Requirement A. Condense the paragraph of the EBSD excerpt that begins "The EDAX EBSD software has many functions" into a short bulleted list that keeps its main facts.
Requirement B. From the EBSD excerpt, write out the passage starting with "Figure 5. EBSD" and going on through "EBSD background processing.".

Document excerpt.
|---|
Figure 4. Cross section of shale with smooth sulphide grains along the fracture surface.

Figure 5. EBSD patterns collected from the fracture surface. Indexing was done after manual band selection. Surface irregularities are emphasized by the projected shadows.

Now the trick is getting these patterns indexed and here I do like computers doing the work for me. Of course, you can manually indicate the bands and get the orientations of individual patterns, but that will not be very helpful for a map. The problem with a fracture surface is that the substrate has a variable tilt with respect to the EBSD detector. Parts of the sample might be blocking the path to the EBSD detector which complicates the EBSD background processing.

The EDAX EBSD software has many functions to help you out of such tight spots when analyzing challenging samples. For example, in addition to the standard background subtraction that is applied to routine EBSD mapping there is a library of background processing routines available. These routines can be helpful if your specimen is not a “typical” flat, well-polished EBSD sample. This library allows you to create your own recipe of image processing routines to optimize the band detection on patterns with deviating intensity gradients or incomplete patterns due to shadowing.
|---|
(Stored data entries)
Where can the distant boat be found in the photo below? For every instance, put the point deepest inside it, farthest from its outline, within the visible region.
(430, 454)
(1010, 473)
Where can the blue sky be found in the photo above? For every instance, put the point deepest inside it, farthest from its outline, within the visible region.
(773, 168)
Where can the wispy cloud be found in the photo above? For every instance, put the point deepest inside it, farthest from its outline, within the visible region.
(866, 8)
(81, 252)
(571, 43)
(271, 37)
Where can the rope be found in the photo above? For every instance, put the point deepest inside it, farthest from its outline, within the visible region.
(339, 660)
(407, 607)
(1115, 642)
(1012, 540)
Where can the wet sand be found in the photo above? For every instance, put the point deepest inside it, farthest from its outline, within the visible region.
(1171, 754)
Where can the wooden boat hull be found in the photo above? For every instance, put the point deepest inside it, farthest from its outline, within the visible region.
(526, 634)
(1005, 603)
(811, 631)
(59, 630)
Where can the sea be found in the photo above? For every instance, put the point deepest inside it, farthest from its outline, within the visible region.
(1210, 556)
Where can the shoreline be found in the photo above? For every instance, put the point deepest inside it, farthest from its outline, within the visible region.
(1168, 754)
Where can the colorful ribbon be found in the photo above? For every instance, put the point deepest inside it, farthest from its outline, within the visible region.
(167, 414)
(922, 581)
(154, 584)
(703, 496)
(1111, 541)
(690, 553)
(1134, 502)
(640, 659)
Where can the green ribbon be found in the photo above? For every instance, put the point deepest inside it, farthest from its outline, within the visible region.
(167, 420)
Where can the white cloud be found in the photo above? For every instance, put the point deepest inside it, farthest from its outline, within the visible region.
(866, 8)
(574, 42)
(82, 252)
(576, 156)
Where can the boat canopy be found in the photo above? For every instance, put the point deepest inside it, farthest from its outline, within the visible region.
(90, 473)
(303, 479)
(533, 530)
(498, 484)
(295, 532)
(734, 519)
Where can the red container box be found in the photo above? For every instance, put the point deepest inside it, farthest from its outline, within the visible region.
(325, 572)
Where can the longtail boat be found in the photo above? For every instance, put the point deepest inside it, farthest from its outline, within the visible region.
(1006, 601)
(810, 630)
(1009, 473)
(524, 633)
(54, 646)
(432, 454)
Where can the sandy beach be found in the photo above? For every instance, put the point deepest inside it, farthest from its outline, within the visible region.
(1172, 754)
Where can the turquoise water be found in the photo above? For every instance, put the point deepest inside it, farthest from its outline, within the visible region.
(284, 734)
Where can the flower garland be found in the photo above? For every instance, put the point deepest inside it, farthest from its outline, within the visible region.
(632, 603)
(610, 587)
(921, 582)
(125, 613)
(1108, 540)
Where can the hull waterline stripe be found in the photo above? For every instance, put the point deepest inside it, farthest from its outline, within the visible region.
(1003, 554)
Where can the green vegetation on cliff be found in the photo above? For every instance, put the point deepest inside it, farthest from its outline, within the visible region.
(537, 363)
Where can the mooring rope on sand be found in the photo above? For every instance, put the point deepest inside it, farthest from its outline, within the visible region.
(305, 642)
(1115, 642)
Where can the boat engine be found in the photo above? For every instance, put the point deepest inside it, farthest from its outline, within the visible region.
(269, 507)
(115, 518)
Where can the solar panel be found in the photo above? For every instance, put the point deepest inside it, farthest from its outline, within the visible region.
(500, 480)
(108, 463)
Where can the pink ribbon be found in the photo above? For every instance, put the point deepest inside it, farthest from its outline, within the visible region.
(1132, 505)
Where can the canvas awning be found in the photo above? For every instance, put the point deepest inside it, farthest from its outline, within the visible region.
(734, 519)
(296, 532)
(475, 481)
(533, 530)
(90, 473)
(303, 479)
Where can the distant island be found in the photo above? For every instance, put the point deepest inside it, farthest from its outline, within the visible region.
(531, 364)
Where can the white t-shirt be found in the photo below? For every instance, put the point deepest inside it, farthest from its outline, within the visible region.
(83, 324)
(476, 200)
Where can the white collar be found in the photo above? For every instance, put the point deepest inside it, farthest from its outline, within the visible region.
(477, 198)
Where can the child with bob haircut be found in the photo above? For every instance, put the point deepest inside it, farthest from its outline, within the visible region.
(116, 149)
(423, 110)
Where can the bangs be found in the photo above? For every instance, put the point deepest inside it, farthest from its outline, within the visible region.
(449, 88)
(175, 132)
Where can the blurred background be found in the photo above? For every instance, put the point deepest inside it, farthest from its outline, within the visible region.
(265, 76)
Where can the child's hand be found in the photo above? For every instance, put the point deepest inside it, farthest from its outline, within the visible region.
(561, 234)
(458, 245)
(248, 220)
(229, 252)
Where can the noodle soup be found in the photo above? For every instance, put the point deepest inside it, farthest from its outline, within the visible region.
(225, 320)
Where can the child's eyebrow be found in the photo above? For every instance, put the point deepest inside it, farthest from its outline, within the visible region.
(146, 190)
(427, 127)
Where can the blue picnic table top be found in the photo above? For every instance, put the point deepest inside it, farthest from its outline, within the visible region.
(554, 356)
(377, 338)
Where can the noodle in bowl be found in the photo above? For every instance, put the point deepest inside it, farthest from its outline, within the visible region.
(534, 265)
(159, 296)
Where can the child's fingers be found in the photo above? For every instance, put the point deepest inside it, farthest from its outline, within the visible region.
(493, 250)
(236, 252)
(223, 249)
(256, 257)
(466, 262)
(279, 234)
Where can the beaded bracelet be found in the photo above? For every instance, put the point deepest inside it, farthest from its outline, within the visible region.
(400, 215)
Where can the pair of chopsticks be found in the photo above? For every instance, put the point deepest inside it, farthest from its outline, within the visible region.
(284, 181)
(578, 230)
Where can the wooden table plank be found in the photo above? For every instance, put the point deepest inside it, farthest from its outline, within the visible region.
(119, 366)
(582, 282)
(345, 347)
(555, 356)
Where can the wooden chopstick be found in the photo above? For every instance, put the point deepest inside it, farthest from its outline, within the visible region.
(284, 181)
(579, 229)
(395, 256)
|---|
Exercise solution A.
- The EDAX EBSD software has many functions for analyzing challenging samples.
- Besides the standard background subtraction used in routine EBSD mapping, it offers a library of background processing routines.
- These routines help when a specimen is not a typical flat, well-polished EBSD sample.
- The library lets you build your own recipe of image processing routines. This improves band detection on patterns with deviating intensity gradients or on patterns left incomplete by shadowing.

Exercise solution B.
Figure 5. EBSD patterns collected from the fracture surface. Indexing was done after manual band selection. Surface irregularities are emphasized by the projected shadows.

Now the trick is getting these patterns indexed and here I do like computers doing the work for me. Of course, you can manually indicate the bands and get the orientations of individual patterns, but that will not be very helpful for a map. The problem with a fracture surface is that the substrate has a variable tilt with respect to the EBSD detector. Parts of the sample might be blocking the path to the EBSD detector which complicates the EBSD background processing.